■ Task statement ■
Reproduce the complete listing without any deviation.
+++ Raw data +++
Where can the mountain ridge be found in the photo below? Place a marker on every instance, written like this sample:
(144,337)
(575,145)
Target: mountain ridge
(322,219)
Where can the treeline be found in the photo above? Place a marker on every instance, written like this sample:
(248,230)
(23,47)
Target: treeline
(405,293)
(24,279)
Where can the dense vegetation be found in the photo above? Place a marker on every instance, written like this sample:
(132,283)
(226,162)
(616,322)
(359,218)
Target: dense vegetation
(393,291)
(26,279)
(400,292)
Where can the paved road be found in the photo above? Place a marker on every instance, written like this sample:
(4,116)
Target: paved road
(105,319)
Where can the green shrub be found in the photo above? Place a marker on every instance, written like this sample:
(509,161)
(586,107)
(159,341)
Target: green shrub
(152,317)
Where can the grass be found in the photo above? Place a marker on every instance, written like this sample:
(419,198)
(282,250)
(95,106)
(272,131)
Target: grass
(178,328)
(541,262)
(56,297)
+++
■ Response below ■
Where can the mountain ridge be found in the photo below? Place a marker on every instance, written like this sample:
(144,337)
(575,145)
Target: mountain ridge
(322,219)
Where can the treeline be found in the photo above? Place a marker on every instance, written like this sample:
(248,230)
(23,47)
Target: treeline
(405,293)
(24,279)
Where can the dense vegetation be found in the photo above? Place a marker on every instance, written like this sample:
(132,283)
(226,162)
(616,322)
(359,218)
Target: dense vegetation
(393,291)
(26,279)
(400,292)
Where can the paved road be found in the photo above? Place a marker on every instance, written like this sample:
(4,116)
Target: paved road
(105,319)
Where can the green shrub be found in the photo above? Place a marker on every instance, written like this sample:
(509,161)
(586,107)
(159,341)
Target: green shrub
(152,317)
Where can the grass be found in the photo above? Place a marker on every instance, written like this sample:
(419,198)
(282,250)
(95,106)
(272,131)
Target: grass
(178,328)
(541,262)
(56,297)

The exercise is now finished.